**** Source extract

Florence, Ariz. • The nation’s third execution in six months to go awry rekindled the debate over the death penalty and handed potentially new evidence to those building a case against lethal injection as cruel and unusual punishment.
Joseph Rudolph Wood took nearly two hours to die and gasped for about 90 minutes during his execution in Arizona on Wednesday. The execution took so long that his lawyers had time to file an emergency appeal while it was ongoing. The Arizona Supreme Court also called an impromptu hearing on the matter and learned of his death during the discussions.
"He has been gasping and snorting for more than an hour," Wood’s lawyers wrote in a legal filing demanding that the courts stop it. "He is still alive."
Arizona Attorney General Tom Horne’s office said Wood, 55, was pronounced dead at 3:49 p.m., one hour and 57 minutes after the execution started.
It is the third prolonged execution this year in the U.S., including one in Ohio in which an inmate gasped in similar fashion for nearly a half-hour. An Oklahoma inmate died of a heart attack in April, minutes after prison officials halted his execution because the drugs weren’t being administered properly.
Gov. Jan Brewer said later that she was ordering a full review of the state’s execution process, saying she’s concerned by how long it took for the administered drug protocol to kill Wood.
An Associated Press reporter who witnessed the execution saw Wood start gasping shortly after a sedative and a pain killer were injected into his veins. He gasped more than 600 times over the next hour and a half. During the gasps, his jaw dropped and his chest expanded and contracted.
An administrator checked on Wood a half dozen times. His breathing slowed as a deacon said a prayer while holding a rosary. Wood finally stopped breathing and was pronounced dead 12 minutes later.
"Throughout this execution, I conferred and collaborated with our IV team members and was assured unequivocally that the inmate was comatose and never in pain or distress," said state Department of Corrections Director Charles Ryan.
Defense lawyer Dale Baich called it a botched execution that should have taken 10 minutes.
"Arizona appears to have joined several other states who have been responsible for an entirely preventable horror — a bungled execution," Baich said. "The public should hold its officials responsible and demand to make this process more transparent."
Family members of Wood’s victims in a double 1989 murder said they had no problems with the way the execution was carried out.

********
**** The data

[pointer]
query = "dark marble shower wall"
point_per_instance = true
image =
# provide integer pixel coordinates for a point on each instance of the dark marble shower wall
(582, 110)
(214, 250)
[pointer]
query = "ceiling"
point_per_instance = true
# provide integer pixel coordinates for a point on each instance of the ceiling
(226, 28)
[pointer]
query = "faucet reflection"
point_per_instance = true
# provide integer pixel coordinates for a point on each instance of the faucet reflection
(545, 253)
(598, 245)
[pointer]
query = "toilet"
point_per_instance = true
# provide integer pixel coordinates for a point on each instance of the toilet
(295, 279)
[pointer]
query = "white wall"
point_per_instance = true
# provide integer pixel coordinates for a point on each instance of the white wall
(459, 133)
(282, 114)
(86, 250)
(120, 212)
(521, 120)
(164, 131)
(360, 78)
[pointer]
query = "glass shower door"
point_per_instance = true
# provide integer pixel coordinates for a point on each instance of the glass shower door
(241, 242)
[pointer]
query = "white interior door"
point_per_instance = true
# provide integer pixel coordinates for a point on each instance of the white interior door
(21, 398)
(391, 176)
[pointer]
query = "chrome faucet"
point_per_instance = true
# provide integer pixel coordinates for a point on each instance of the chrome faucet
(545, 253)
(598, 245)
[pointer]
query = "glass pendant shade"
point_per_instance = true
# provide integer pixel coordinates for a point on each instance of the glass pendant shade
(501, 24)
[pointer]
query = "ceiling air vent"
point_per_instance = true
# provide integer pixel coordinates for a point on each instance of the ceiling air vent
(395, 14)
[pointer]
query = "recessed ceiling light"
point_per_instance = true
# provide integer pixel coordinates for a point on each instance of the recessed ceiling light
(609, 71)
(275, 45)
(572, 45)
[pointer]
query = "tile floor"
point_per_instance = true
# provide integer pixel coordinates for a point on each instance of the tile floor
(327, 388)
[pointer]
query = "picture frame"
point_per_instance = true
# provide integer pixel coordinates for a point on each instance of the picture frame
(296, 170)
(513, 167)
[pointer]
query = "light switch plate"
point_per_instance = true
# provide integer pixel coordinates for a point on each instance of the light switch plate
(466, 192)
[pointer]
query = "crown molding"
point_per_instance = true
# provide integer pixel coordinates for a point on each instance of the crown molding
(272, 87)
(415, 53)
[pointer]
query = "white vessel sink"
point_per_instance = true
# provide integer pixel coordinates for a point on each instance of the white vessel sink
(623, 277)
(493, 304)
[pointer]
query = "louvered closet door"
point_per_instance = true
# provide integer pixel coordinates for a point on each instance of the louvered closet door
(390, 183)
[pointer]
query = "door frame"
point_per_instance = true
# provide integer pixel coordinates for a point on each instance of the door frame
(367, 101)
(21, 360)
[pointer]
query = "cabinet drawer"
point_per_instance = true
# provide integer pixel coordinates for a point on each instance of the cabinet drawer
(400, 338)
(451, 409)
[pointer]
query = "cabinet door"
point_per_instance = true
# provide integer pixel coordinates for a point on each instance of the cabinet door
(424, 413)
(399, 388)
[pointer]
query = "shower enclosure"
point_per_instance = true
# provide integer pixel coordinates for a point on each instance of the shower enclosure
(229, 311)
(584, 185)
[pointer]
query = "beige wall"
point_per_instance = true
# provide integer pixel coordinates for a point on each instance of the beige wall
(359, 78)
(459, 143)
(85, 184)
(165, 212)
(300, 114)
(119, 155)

********
**** The data

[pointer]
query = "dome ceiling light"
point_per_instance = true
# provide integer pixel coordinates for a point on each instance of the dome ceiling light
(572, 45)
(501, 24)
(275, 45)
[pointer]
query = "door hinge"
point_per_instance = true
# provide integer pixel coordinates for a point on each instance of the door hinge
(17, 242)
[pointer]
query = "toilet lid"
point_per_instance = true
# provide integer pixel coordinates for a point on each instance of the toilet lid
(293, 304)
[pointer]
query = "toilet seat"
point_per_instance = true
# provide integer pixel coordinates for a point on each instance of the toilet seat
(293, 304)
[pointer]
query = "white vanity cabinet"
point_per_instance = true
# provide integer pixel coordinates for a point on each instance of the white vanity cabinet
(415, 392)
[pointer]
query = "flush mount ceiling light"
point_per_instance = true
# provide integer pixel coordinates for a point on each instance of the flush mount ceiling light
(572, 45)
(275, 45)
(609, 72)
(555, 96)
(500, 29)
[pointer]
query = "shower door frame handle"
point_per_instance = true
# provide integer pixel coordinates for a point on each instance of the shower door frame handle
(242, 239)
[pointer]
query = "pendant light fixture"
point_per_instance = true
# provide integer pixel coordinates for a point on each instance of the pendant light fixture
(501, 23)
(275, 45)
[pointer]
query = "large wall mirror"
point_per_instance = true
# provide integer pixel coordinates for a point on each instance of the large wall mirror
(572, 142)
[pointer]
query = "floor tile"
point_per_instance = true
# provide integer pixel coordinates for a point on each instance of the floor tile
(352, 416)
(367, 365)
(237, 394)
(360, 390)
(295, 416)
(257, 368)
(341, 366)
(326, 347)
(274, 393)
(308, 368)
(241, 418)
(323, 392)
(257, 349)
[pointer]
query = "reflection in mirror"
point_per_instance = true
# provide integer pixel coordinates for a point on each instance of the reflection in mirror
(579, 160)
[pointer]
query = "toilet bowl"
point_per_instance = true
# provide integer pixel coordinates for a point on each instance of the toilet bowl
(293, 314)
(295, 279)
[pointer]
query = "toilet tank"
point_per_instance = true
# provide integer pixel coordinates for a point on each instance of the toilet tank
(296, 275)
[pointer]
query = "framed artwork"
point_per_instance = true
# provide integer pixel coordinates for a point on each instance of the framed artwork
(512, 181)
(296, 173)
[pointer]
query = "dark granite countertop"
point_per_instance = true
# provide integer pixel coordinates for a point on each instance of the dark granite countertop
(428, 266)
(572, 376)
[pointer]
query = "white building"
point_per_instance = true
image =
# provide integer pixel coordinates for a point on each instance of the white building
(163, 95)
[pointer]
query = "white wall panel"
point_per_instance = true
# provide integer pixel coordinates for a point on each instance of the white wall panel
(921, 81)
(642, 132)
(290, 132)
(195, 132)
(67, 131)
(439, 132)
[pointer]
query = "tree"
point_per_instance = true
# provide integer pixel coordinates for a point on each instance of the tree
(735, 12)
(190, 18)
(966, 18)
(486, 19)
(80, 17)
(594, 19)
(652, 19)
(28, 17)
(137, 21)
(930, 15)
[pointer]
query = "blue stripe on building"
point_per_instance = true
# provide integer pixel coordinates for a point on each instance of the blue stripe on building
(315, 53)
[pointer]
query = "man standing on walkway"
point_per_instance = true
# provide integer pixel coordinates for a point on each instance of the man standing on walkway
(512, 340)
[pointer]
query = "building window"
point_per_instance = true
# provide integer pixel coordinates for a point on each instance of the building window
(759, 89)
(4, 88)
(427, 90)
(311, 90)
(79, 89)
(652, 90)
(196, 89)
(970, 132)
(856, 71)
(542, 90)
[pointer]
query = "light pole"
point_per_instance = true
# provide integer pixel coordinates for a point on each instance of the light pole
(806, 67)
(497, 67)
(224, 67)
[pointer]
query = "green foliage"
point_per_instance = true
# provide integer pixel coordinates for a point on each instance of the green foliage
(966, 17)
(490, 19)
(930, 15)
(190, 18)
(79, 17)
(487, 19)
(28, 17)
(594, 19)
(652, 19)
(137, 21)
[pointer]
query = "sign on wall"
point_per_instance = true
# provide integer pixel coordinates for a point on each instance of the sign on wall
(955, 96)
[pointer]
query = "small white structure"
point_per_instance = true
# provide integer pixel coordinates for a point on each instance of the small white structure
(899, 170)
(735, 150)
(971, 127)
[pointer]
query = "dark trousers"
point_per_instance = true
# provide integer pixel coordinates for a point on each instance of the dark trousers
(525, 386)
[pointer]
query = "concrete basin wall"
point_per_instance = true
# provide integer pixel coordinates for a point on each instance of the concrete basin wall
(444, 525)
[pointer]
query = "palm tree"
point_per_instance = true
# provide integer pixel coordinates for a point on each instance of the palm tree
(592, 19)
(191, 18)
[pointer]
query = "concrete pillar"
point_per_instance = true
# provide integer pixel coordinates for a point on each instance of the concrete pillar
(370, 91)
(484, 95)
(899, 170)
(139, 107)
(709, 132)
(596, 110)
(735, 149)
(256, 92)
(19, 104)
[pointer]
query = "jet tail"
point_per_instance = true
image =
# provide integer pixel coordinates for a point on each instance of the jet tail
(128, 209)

********
**** The data

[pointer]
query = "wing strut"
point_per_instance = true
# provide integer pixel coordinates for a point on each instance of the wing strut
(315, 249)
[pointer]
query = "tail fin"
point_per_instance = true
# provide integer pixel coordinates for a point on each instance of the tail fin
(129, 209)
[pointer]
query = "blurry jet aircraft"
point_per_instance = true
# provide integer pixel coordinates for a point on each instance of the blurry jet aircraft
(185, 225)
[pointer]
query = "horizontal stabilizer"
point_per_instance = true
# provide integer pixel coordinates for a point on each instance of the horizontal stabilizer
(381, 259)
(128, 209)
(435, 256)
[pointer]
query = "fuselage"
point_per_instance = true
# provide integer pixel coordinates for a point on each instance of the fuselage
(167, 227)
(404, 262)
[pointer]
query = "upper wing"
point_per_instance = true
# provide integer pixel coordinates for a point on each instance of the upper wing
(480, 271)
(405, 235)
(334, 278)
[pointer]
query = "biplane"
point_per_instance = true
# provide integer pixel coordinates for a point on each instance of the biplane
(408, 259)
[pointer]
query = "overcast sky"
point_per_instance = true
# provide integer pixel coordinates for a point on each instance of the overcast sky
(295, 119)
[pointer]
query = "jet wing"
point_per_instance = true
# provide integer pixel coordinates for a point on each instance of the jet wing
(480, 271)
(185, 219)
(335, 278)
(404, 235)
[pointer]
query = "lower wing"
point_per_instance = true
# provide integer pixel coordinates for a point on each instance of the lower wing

********

Task instructions =>
Continue the article about Joseph Rudolph Wood's execution in Arizona, picking up after its final sentence. The items were drawn from a different source than the text.

Exercise response =>
"This man conducted a horrific murder and you guys are going, let’s worry about the drugs," said Richard Brown, the brother-in-law of Debbie Dietz. "Why didn’t they give him a bullet, why didn’t we give him Drano?"
Wood looked at the family members as he delivered his final words, saying he was thankful for Jesus Christ as his savior. At one point, he smiled at them, which angered the family.
Arizona uses the same drugs — the sedative midazolam and painkiller hydromorphone — that were used in the Ohio execution earlier this year. A different drug combination was used in the Oklahoma case.
"These procedures are unreliable and the consequences are horrific," said Megan McCracken, of the University of California, Berkeley, School of Law’s Death Penalty Clinic.
States have refused to reveal details such as which pharmacies are supplying lethal injection drugs and who is administering them out of concerns that the drugmakers could be harassed.
Wood filed several appeals that were denied by the U.S. Supreme Court. Wood argued he and the public have a right to know details about the state’s method for lethal injections, the qualifications of the executioner and who makes the drugs. Such demands for greater transparency have become a new legal tactic in death penalty cases.
The 9th U.S. Circuit Court of Appeals had put the execution on hold, saying the state must reveal the information. But the Supreme Court has not been receptive to the tactic, ruling against death penalty lawyers on the argument each time it has been before justices.
Deborah Denno, professor of criminal law and criminal procedure at Fordham Law School, said it may be up to Legislatures or the public to bring any change.